- _Problem_
It is required that all of the data be written out exactly.

(Extracted data entries)
• • • •
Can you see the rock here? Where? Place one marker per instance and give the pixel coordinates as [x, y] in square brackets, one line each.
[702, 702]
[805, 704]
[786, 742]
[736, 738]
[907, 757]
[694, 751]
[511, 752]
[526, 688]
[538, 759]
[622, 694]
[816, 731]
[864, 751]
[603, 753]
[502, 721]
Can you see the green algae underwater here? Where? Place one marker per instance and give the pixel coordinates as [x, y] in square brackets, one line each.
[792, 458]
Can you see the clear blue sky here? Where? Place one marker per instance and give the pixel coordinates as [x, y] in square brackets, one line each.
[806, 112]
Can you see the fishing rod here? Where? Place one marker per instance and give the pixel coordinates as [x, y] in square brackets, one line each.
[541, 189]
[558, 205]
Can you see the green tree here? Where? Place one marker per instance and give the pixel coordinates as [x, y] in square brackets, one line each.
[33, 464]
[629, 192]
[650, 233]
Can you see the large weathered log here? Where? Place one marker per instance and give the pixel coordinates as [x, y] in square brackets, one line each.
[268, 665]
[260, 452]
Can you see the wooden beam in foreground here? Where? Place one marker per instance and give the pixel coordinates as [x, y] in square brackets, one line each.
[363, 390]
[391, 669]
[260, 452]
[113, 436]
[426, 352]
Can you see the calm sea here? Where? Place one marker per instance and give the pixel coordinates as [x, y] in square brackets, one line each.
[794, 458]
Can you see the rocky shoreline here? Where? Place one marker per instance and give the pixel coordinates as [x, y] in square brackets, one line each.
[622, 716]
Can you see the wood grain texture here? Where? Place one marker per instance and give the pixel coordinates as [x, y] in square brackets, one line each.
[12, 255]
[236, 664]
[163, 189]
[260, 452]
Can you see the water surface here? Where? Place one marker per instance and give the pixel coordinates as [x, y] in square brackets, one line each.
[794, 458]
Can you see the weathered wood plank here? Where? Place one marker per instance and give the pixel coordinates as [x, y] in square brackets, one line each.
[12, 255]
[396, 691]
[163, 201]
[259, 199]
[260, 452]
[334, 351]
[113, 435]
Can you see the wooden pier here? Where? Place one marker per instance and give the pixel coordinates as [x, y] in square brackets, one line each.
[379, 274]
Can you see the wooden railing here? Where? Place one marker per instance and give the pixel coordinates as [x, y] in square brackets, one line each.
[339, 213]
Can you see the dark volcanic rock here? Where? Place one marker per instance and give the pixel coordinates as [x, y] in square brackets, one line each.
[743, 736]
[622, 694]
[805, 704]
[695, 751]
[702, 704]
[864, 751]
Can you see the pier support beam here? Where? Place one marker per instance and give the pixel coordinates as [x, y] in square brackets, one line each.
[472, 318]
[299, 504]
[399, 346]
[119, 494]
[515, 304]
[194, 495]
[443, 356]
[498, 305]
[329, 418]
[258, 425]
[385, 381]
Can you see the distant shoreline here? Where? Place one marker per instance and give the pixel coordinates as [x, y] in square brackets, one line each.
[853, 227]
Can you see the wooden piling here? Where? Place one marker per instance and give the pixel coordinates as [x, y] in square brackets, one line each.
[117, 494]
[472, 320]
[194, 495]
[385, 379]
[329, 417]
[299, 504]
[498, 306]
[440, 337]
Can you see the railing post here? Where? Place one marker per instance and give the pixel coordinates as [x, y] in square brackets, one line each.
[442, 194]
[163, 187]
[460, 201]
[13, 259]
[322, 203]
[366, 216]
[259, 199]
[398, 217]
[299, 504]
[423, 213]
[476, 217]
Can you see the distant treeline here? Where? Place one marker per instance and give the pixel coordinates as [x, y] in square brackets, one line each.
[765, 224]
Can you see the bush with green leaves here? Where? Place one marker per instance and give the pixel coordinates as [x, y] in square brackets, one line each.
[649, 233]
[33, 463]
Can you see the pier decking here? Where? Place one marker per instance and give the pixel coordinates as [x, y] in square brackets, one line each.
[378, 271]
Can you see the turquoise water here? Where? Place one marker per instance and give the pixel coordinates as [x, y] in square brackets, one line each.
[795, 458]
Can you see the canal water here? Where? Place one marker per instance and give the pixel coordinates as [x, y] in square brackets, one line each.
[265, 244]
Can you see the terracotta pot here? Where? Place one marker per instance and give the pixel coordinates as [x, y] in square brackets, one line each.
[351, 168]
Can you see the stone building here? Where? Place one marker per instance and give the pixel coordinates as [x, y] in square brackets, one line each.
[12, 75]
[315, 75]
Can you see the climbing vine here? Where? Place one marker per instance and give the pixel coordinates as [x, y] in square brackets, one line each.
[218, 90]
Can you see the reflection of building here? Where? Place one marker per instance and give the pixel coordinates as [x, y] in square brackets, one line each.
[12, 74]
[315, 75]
• • • •
- _Result of the exercise_
Can you see the rock here? Where? Place one marker per instance and give the pixel coordinates as [x, y] in square brackets, one line each.
[702, 702]
[805, 704]
[786, 742]
[736, 738]
[907, 757]
[694, 751]
[511, 752]
[526, 688]
[538, 759]
[622, 694]
[816, 731]
[864, 751]
[603, 753]
[502, 721]
Can you see the green algae underwater here? Where? Place one marker per instance and give the pixel coordinates as [x, y] in square brackets, one line each.
[792, 458]
Can you see the clear blue sky here? Where? Place one marker per instance and give the pixel coordinates as [x, y] in square brackets, one line each.
[806, 112]
Can you see the fishing rod here? Where? Place one marker per instance and give the pixel coordinates as [x, y] in square brackets, one line each.
[541, 189]
[558, 205]
Can you see the green tree here? Where? Place one marker per instance and give the pixel coordinates as [x, y] in square brackets, one line each.
[33, 464]
[629, 192]
[650, 233]
Can you see the large weathered log here? Where? Place one marker per instance and give the pixel coordinates as [x, y] in square brackets, one line each.
[268, 665]
[260, 452]
Can you see the wooden beam in foreground here? Where? Place one marker per instance and give the pixel coordinates as [x, y] in square brackets, one line each.
[363, 390]
[391, 669]
[260, 452]
[113, 436]
[426, 352]
Can you see the calm sea here? Where? Place one marker per instance and give the pixel coordinates as [x, y] in square brackets, one line each.
[794, 458]
Can you see the rocky shoreline here? Where? Place one marker per instance and give the pixel coordinates as [x, y] in square brackets, one line each.
[622, 716]
Can you see the wood grain texture here? Where? Place one marker per instance and give the pixel coordinates as [x, y] in square brackets, one line each.
[12, 255]
[236, 664]
[163, 189]
[260, 452]
Can you see the water surface here? Where? Place one marker per instance and give the pixel coordinates as [x, y] in square brackets, one line each.
[794, 458]
Can you see the weathered wood plank here? Where? Place one marker per instance and give the pixel coordinates as [x, y] in square brackets, one line each.
[12, 255]
[396, 691]
[163, 201]
[259, 199]
[260, 452]
[334, 351]
[113, 435]
Can you see the wooden pier here? Where? Place one marker per instance and give the pixel coordinates as [x, y] in square brackets, one line each.
[379, 274]
Can you see the wooden railing here? Where? Place one marker per instance and give the pixel coordinates as [x, y] in square brackets, one line each.
[339, 213]
Can you see the dark volcanic rock here? Where? Place one marker per instance and give the pixel coordinates as [x, y] in square brackets, one line each.
[743, 736]
[622, 694]
[805, 704]
[695, 751]
[702, 704]
[864, 751]
Can you see the pier support beam here? Where? Place one marker per instance and give the pixel coordinates as [x, y] in square brackets, one line each.
[472, 318]
[299, 504]
[399, 346]
[119, 494]
[515, 304]
[194, 495]
[443, 356]
[498, 305]
[329, 418]
[258, 425]
[385, 381]
Can you see the distant shoreline here? Where? Place one marker per instance and give the pixel coordinates as [x, y] in square brackets, one line each.
[853, 227]
Can you see the wooden piling here? Where? Place one marker per instance and give the pixel coordinates as [x, y] in square brackets, one line each.
[117, 494]
[472, 320]
[194, 495]
[385, 379]
[329, 417]
[299, 504]
[498, 306]
[440, 337]
Can you see the railing post here? Where? Place one marker per instance and give the pixel coordinates as [x, y] in square brackets, one line each.
[442, 194]
[163, 187]
[460, 201]
[13, 259]
[322, 203]
[366, 216]
[259, 199]
[398, 217]
[299, 504]
[423, 213]
[476, 217]
Can you see the distant treeline here? Where? Place one marker per instance and give the pixel coordinates as [x, y] in square brackets, one line each.
[765, 224]
Can you see the bush with green leaves here? Where? Place one marker per instance and give the pixel coordinates as [x, y] in square brackets, one line each.
[649, 233]
[33, 463]
Can you see the pier decking here? Where? Place one marker per instance and give the pixel coordinates as [x, y] in square brackets, one line each.
[378, 271]
Can you see the turquoise water here? Where? Place one marker per instance and give the pixel coordinates as [x, y] in square brackets, one line each.
[795, 458]
Can you see the canal water here? Where? Place one marker per instance and give the pixel coordinates as [x, y] in square brackets, one line each.
[265, 244]
Can you see the terracotta pot here? Where? Place one marker per instance and give the pixel coordinates as [x, y] in square brackets, one line each.
[351, 168]
Can you see the stone building here? Where? Place one marker per instance and give the pixel coordinates as [x, y] in square brackets, one line each.
[12, 75]
[315, 75]
Can you see the climbing vine here? Where? Place one marker per instance and give the pixel coordinates as [x, y] in square brackets, one line each.
[218, 90]
Can you see the reflection of building here? Where? Place one marker per instance and give the pixel coordinates as [x, y] in square brackets, one line each.
[12, 74]
[315, 75]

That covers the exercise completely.